| THE PROBLEM |
Reproduce verbatim the lines of the items below, beginning at the line that contains "Pass-network tagging: label the bathroom" and ending with the final line of the items.

| DATASET RECORDS |
* Start *
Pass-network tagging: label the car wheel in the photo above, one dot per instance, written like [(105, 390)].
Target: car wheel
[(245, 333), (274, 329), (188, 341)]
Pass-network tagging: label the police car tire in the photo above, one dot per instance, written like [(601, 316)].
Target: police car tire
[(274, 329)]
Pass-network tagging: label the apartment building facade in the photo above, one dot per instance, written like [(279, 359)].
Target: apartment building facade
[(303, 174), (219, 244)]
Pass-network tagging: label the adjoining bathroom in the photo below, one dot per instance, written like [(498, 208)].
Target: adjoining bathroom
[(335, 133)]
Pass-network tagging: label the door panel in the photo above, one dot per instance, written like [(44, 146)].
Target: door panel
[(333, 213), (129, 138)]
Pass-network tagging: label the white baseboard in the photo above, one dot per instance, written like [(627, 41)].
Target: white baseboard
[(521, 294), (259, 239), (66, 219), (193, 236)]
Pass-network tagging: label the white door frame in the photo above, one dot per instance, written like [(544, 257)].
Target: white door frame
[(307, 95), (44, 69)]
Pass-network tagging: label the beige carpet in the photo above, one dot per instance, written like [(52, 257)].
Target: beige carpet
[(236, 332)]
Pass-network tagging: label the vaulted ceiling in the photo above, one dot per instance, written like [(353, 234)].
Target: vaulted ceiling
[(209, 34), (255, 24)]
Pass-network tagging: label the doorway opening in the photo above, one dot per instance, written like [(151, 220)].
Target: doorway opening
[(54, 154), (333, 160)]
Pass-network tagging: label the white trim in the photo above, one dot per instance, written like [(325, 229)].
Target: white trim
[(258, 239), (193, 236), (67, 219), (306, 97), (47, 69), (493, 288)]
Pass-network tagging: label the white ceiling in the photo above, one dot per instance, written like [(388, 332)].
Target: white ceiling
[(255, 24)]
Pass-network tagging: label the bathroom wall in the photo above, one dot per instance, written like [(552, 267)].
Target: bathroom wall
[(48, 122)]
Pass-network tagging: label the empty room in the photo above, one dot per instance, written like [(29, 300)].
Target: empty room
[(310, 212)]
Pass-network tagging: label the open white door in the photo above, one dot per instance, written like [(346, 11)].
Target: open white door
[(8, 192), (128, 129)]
* End *
| THE REPLY |
Pass-network tagging: label the bathroom wall in the photo above, one dot per instance, written like [(552, 267)].
Target: bathroom wall
[(48, 122)]
Pass-network tagging: label the empty room in the photo above, one dot per instance, written like [(29, 300)].
Target: empty room
[(310, 212)]
Pass-network tagging: label the open white door in the photo above, one dot per instance, written like [(346, 11)].
Target: open white door
[(8, 192), (128, 129)]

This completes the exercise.